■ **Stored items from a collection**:
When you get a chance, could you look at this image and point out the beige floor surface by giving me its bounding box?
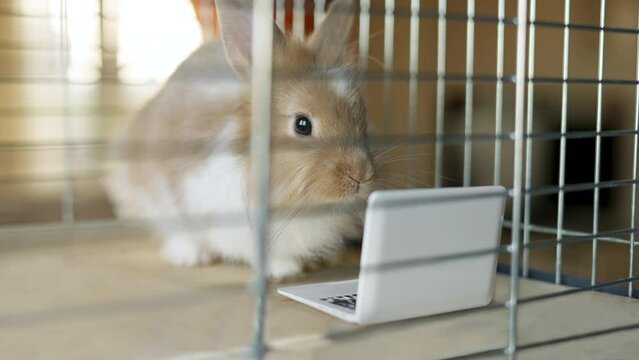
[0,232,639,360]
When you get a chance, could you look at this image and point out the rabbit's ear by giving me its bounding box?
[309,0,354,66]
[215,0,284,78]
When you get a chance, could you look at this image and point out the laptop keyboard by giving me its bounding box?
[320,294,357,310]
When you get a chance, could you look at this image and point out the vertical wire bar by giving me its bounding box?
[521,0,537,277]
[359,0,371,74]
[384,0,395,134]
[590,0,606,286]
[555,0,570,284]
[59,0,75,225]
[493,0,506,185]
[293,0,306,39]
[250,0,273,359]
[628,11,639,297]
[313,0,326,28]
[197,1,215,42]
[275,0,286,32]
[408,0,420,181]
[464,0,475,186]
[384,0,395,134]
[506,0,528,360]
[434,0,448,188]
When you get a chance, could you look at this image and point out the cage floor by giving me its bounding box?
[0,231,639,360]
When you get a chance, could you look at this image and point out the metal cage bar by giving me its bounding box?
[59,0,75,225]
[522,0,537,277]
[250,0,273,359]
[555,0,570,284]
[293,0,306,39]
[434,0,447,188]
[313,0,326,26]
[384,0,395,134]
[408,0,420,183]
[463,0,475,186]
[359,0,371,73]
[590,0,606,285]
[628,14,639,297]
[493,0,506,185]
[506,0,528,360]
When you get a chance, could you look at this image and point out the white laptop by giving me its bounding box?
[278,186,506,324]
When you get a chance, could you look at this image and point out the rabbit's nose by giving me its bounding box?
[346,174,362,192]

--

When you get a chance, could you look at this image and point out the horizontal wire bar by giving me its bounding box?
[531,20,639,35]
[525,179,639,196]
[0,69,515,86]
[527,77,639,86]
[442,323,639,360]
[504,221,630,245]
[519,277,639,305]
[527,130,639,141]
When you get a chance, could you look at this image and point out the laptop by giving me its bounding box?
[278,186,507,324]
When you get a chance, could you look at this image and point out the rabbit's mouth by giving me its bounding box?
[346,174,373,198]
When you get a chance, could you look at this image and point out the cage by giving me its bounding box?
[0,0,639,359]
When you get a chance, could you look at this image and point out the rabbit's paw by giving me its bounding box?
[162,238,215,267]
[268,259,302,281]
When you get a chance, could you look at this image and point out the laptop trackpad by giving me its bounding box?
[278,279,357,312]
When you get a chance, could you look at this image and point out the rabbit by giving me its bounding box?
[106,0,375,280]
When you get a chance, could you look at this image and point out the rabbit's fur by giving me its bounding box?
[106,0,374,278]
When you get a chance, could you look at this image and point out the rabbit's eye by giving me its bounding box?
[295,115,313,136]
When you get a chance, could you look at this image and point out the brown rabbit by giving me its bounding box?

...

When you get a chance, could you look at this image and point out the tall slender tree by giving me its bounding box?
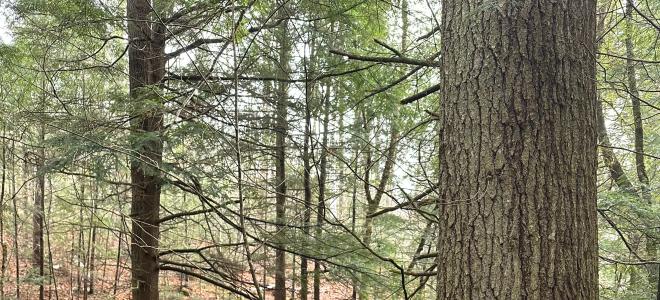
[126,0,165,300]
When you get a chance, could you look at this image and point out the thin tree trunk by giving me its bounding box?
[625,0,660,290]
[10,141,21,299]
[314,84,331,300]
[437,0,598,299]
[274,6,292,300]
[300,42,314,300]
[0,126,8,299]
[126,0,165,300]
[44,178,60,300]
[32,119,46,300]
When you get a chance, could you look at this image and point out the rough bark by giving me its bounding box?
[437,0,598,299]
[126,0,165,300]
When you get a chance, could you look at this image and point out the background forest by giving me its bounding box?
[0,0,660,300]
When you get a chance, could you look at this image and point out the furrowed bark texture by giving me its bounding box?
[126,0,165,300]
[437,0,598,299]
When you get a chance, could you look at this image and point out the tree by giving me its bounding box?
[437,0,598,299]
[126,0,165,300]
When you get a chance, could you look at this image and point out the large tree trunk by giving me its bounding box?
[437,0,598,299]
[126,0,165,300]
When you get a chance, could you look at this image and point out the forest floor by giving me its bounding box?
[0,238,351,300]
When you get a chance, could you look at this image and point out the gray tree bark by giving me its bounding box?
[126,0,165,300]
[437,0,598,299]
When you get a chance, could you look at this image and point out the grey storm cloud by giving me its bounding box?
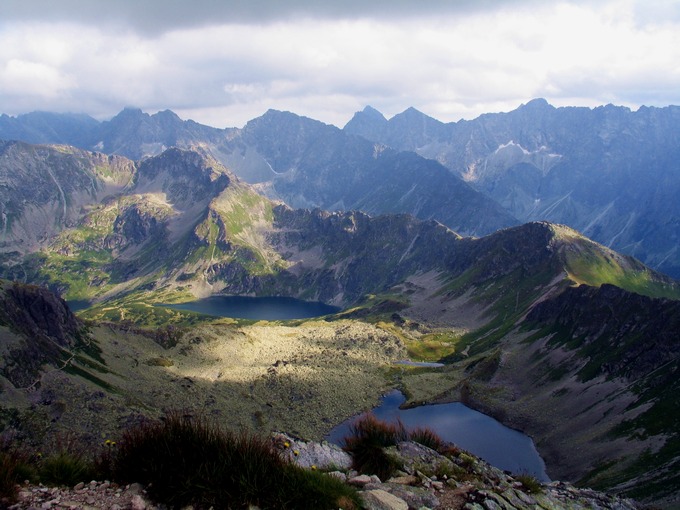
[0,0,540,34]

■ **Problem requirements**: Gather every line of the data above that contains the word "cage", and copy each one out in full.

■ **Solution**:
When you get a chance, could you look at this image and point out the cage floor by giving me its bounding box?
When you get a chance, could you look at this image and point out the metal cage bar by giving me its bounding box?
When you get a chance, could you look at this image and point out the cage by giving me its bounding box?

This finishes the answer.